Stored data entries:
----

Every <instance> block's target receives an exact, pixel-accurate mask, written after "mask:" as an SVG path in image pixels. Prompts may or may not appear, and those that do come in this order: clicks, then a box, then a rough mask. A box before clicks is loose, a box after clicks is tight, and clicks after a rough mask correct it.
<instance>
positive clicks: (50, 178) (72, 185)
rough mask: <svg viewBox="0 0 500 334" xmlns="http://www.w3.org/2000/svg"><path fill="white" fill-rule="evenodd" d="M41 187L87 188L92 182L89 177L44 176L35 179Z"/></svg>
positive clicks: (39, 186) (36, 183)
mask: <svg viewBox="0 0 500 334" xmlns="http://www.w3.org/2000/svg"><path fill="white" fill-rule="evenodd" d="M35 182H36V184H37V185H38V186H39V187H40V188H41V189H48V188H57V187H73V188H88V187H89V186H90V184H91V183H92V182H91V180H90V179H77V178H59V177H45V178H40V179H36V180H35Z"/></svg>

----

- Exercise aim: Lines from the one that contains "positive clicks: (50, 178) (72, 185)" through the final line of the entries must be duplicated exactly, and no other lines.

- Reply to the exercise:
positive clicks: (50, 178) (72, 185)
rough mask: <svg viewBox="0 0 500 334" xmlns="http://www.w3.org/2000/svg"><path fill="white" fill-rule="evenodd" d="M41 187L87 188L92 182L89 177L44 176L35 179Z"/></svg>
positive clicks: (39, 186) (36, 183)
mask: <svg viewBox="0 0 500 334" xmlns="http://www.w3.org/2000/svg"><path fill="white" fill-rule="evenodd" d="M35 182H36V184H37V185H38V186H39V187H40V188H41V189H48V188H57V187H73V188H88V187H89V186H90V184H91V183H92V182H91V180H90V179H77V178H59V177H45V178H40V179H36V180H35Z"/></svg>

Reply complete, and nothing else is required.